**Records supplied:**
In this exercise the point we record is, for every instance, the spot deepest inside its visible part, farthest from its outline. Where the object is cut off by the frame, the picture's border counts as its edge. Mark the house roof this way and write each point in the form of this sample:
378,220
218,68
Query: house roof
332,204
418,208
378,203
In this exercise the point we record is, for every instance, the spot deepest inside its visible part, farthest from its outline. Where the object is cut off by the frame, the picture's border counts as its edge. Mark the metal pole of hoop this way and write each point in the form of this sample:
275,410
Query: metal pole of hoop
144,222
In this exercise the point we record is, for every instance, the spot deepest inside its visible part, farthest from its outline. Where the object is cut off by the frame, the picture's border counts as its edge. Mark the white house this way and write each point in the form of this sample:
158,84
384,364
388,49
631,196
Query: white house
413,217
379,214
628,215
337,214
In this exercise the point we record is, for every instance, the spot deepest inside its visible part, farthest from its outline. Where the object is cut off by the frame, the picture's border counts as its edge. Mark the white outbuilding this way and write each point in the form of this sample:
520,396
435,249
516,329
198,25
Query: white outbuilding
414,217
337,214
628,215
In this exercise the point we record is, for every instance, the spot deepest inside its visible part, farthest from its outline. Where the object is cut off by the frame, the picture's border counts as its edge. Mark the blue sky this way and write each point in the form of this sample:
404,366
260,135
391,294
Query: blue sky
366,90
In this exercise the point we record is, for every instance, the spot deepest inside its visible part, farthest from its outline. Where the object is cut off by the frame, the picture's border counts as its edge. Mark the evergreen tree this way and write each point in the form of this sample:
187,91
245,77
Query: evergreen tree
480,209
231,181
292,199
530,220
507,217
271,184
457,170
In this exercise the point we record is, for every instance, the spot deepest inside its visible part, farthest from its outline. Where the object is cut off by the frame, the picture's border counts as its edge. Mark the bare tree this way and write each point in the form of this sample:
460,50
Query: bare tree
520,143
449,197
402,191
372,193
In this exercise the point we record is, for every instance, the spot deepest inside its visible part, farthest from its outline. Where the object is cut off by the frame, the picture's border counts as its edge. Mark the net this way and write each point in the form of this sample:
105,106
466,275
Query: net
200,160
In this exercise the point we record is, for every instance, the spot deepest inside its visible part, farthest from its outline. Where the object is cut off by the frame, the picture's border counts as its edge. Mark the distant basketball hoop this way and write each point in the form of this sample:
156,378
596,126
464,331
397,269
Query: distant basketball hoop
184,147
---
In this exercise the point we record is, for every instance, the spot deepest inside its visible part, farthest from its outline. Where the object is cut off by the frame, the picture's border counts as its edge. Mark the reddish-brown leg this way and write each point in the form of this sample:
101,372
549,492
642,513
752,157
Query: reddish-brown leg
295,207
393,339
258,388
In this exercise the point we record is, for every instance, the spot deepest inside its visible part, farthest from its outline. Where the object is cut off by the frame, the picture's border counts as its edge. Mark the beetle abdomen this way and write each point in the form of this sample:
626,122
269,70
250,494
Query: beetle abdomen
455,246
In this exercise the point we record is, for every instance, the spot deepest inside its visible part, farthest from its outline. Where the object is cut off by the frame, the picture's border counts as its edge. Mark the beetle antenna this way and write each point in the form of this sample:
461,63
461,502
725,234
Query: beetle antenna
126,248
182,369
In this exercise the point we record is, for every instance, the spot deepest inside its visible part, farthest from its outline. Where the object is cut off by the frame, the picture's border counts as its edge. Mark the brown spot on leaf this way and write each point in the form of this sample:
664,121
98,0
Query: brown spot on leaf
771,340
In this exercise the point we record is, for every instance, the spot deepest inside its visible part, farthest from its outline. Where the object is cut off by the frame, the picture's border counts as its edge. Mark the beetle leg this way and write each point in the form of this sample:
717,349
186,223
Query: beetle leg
---
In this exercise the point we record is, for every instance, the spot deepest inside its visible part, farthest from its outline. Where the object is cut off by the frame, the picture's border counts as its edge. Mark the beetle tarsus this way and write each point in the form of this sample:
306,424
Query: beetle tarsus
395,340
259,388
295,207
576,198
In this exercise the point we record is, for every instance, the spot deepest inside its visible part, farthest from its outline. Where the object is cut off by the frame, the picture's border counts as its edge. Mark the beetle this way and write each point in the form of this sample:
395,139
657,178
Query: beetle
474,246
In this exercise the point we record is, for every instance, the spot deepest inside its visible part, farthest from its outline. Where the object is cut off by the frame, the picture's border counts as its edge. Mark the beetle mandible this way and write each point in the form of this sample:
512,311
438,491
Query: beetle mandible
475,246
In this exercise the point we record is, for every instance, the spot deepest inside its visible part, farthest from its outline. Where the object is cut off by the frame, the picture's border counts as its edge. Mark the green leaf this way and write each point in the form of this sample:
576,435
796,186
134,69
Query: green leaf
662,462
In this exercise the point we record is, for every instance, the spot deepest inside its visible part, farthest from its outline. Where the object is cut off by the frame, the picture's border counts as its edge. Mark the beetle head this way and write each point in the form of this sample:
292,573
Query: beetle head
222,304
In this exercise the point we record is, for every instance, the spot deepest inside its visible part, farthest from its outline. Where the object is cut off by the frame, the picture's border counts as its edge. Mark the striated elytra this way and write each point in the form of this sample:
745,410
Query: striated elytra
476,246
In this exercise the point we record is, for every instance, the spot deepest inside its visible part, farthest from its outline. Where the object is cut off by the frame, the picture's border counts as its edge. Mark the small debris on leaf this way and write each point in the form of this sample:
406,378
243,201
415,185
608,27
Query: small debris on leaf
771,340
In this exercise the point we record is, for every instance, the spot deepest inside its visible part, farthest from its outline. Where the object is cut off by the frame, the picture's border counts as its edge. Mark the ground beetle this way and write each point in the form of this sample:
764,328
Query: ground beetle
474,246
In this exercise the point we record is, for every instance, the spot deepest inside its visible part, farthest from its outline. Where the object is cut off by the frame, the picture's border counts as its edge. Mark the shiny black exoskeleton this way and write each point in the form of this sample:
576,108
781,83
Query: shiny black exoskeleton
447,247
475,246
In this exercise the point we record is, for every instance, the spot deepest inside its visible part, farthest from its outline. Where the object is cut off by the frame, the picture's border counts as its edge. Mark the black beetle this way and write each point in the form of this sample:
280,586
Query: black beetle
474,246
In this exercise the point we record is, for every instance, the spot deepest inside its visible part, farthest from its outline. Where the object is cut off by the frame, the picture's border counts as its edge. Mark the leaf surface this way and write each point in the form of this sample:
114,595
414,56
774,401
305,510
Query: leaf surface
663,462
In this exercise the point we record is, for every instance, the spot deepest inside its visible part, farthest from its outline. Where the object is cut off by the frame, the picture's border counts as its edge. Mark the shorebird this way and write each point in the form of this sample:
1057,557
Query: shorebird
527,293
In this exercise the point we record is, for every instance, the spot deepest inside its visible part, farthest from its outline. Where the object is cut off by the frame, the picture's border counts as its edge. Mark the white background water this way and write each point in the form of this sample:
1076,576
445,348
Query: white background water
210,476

**Task to carry out:** Return verbatim the part of the rows that opens with the line containing "Mark the brown" and closes with the line containing "Query: beetle leg". Include both of those lines.

**Exercise response:**
In this exercise the point we record is, for every instance, the spot deepest inside its visible part, farthest from its outline. Where the object is cut off by the frame, the picture's border counts as its edge. Mark the brown spot on leaf this way and write each point in the form of this sample:
664,121
98,0
Query: brown spot on leaf
771,340
In this exercise the point we record is, for every instance, the spot deepest inside its visible part, farthest from its outline. Where the object is cut off by the frame, the picture's border counts as its edge. Mark the beetle leg this way and write each point in the form of this sample:
717,349
186,223
Query: beetle leg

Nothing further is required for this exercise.